BEGIN Text block
Why not 2x6 with the exterior foam? We do have natural gas so no propane necessary.
IRC 2012& 2015 code minimum for US zone 5 is 2x6/R20, or 2x4/R13 + R10 continuous insulation. If you do the 2x4 wall you have comparable overall thermal performance, but since the wood sheathing is stubstantially inside the thermal boundary there is effectively zero risk of developing mold/rot conditions even without using interior vapor retarders (other than standard latex paint). This gives the assembly much higher drying capacity than a 2x6 wall, which would either need to be built with a rainscreen (back ventilated siding) or a Class-II or Class-I vapor retarder on the interior side.
END Text block
BEGIN Information supplied
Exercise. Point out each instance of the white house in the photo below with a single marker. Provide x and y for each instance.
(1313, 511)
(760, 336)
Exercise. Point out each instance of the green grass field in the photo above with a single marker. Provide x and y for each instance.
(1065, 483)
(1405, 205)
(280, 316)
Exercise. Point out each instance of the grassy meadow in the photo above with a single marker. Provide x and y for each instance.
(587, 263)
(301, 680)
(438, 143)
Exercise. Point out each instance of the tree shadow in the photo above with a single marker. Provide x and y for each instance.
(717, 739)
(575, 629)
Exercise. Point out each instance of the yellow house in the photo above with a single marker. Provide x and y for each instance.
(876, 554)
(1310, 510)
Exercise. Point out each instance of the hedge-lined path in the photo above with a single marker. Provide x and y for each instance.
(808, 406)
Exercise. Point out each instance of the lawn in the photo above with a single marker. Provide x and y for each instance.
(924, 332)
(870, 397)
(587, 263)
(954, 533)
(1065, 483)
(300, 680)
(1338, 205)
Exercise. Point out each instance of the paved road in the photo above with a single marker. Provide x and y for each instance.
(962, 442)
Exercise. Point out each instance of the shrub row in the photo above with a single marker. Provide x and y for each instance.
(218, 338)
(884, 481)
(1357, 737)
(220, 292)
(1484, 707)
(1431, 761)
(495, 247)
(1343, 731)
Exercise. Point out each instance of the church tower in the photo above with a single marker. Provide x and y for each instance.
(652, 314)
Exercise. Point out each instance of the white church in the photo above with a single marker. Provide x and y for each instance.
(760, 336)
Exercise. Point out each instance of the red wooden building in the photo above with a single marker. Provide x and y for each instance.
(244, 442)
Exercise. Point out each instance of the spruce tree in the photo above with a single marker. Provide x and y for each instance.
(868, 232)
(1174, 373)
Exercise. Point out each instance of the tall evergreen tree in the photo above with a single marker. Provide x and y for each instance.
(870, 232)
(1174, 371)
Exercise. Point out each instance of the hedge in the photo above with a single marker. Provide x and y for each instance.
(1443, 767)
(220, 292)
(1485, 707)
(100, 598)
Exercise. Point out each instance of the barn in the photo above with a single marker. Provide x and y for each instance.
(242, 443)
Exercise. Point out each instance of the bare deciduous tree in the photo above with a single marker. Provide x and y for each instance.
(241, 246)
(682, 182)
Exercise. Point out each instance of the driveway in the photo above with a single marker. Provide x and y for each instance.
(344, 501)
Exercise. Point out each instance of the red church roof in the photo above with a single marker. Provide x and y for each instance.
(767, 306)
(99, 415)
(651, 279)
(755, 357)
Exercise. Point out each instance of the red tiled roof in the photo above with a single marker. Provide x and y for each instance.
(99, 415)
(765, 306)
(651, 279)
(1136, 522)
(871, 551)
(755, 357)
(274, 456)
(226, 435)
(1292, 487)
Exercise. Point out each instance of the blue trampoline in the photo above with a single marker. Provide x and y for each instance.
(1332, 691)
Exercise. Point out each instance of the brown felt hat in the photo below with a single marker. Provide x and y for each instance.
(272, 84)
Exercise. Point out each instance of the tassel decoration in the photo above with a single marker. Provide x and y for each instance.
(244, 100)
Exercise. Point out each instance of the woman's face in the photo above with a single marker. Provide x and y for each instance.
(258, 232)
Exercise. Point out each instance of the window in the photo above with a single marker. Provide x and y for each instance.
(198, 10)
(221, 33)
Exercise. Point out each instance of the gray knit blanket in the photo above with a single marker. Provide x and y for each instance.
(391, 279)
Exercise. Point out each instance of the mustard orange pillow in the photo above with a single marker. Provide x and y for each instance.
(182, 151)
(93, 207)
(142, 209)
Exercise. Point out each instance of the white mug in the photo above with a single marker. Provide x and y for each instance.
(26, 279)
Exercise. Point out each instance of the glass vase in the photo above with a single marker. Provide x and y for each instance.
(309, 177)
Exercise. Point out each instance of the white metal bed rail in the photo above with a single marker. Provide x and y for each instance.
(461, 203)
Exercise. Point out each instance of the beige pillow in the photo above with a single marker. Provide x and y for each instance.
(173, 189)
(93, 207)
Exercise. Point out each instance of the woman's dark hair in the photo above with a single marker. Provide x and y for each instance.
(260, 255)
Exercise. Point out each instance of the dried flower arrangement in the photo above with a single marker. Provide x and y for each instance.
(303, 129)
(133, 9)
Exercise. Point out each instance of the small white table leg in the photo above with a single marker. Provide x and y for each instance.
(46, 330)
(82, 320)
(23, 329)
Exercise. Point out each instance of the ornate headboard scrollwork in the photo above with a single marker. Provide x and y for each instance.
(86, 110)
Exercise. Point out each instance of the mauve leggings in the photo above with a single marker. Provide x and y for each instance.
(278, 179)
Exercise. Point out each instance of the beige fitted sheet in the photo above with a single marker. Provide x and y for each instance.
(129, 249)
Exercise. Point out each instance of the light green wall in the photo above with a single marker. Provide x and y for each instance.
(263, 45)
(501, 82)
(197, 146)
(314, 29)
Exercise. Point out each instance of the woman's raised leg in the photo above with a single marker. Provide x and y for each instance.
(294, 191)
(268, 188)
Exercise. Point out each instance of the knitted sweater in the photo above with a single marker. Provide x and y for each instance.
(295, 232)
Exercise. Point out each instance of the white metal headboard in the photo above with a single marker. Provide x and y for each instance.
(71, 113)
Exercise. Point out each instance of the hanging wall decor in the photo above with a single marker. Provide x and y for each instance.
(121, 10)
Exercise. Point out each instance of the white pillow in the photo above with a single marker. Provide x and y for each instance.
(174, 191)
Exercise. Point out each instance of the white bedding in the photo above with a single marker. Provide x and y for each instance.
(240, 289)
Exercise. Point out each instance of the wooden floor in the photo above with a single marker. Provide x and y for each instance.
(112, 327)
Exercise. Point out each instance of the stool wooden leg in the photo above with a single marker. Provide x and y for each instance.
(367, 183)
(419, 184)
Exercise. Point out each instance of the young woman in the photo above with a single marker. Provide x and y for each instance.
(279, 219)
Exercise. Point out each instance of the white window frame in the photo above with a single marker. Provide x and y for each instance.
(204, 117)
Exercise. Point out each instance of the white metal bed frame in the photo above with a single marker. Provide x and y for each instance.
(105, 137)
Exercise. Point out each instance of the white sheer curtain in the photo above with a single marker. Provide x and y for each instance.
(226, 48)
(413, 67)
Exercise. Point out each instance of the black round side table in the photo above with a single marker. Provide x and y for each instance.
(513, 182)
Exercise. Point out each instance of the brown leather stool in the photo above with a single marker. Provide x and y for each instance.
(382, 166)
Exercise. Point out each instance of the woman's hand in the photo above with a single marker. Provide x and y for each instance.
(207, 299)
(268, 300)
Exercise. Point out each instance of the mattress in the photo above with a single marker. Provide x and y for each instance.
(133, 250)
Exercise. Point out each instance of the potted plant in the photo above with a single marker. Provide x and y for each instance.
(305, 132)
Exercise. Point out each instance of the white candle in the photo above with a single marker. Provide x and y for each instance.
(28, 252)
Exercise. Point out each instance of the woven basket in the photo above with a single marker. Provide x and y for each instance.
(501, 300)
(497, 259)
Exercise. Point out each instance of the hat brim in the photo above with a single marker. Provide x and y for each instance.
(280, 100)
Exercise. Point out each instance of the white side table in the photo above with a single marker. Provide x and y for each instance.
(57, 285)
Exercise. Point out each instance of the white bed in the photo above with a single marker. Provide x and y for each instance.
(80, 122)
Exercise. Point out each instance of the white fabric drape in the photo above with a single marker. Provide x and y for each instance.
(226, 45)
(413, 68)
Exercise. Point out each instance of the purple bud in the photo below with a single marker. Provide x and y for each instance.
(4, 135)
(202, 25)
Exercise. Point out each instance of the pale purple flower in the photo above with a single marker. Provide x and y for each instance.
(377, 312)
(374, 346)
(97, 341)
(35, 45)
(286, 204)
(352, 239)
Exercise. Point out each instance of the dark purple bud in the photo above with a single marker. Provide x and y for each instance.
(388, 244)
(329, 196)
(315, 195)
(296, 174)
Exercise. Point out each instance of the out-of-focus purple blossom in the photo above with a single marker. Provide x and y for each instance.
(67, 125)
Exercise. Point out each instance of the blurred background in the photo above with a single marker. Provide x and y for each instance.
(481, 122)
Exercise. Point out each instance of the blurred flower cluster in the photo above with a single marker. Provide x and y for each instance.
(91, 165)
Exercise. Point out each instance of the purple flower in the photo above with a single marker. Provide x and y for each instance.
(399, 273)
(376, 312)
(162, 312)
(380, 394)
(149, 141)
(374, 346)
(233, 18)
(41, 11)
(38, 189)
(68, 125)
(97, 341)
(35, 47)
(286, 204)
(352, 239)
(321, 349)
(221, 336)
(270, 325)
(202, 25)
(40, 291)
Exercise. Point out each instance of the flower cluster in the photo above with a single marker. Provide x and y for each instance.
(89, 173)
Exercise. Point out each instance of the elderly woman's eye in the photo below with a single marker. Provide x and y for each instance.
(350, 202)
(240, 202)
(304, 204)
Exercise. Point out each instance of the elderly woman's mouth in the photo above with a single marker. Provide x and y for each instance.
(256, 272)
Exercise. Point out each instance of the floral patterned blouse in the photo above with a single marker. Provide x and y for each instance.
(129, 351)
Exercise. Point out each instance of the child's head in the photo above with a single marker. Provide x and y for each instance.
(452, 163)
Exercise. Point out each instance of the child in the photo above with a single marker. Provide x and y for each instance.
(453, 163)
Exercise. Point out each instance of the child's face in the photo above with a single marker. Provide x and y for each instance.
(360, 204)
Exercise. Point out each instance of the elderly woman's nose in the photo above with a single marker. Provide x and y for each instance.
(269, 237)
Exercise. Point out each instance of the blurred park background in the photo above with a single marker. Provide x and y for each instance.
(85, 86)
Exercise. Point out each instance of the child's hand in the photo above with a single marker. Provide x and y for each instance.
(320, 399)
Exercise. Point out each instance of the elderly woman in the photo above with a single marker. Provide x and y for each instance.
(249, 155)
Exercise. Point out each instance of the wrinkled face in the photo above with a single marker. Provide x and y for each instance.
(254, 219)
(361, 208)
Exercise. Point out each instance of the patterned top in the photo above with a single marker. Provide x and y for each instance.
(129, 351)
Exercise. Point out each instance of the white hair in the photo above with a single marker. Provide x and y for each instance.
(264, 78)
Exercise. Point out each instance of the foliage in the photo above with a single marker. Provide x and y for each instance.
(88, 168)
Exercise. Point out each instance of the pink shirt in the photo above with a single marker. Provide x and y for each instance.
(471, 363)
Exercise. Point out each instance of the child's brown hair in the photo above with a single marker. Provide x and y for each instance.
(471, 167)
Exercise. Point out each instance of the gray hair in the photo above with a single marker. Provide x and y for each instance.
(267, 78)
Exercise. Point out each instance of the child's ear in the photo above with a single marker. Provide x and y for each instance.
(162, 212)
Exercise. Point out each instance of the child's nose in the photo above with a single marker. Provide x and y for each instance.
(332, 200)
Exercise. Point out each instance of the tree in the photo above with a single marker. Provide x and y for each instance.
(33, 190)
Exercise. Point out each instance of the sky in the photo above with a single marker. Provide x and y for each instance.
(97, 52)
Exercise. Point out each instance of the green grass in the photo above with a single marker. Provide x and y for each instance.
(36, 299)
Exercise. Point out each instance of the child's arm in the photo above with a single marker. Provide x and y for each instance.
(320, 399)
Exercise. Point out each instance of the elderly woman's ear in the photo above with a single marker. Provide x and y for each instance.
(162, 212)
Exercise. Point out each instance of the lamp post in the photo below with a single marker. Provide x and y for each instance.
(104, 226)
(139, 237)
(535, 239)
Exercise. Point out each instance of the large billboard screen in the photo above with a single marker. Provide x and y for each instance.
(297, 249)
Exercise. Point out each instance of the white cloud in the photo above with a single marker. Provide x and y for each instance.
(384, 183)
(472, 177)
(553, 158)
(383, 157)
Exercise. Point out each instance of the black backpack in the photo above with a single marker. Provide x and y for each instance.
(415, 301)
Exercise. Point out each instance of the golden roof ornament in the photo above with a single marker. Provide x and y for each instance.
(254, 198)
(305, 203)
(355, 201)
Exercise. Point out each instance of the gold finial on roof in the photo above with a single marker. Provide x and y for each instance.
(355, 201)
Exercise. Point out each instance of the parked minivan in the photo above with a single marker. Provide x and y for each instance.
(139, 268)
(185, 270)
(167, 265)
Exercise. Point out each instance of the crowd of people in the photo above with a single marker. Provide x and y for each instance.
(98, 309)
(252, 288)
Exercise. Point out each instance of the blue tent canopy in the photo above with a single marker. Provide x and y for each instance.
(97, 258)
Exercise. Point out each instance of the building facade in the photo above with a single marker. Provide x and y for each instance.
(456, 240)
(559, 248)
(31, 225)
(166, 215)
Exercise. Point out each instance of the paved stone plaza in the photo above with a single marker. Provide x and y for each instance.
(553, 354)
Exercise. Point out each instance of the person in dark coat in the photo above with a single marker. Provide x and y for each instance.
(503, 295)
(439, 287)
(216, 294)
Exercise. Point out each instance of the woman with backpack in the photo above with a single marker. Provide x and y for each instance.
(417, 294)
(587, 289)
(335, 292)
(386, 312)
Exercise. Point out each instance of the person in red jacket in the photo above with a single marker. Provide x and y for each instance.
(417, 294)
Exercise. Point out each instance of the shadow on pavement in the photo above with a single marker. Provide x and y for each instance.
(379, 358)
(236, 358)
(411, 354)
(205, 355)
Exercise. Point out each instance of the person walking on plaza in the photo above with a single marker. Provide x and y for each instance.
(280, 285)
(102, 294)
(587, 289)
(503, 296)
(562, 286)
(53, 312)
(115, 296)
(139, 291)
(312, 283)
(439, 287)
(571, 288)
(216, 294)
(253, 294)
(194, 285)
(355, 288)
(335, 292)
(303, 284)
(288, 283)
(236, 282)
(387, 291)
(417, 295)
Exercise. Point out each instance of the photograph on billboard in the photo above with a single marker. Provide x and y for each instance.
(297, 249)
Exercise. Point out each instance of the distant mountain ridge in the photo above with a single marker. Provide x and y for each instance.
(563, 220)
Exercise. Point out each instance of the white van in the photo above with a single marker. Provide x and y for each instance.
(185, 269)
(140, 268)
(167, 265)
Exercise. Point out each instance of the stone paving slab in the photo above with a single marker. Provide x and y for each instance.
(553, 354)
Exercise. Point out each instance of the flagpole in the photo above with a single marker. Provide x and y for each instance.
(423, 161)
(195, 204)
END Information supplied
▸ Exercise instructions:
In the wall insulation text, what is the IRC 2012 and 2015 code minimum for US zone 5?

▸ Exercise answer:
2x6/R20, or 2x4/R13 + R10 continuous insulation.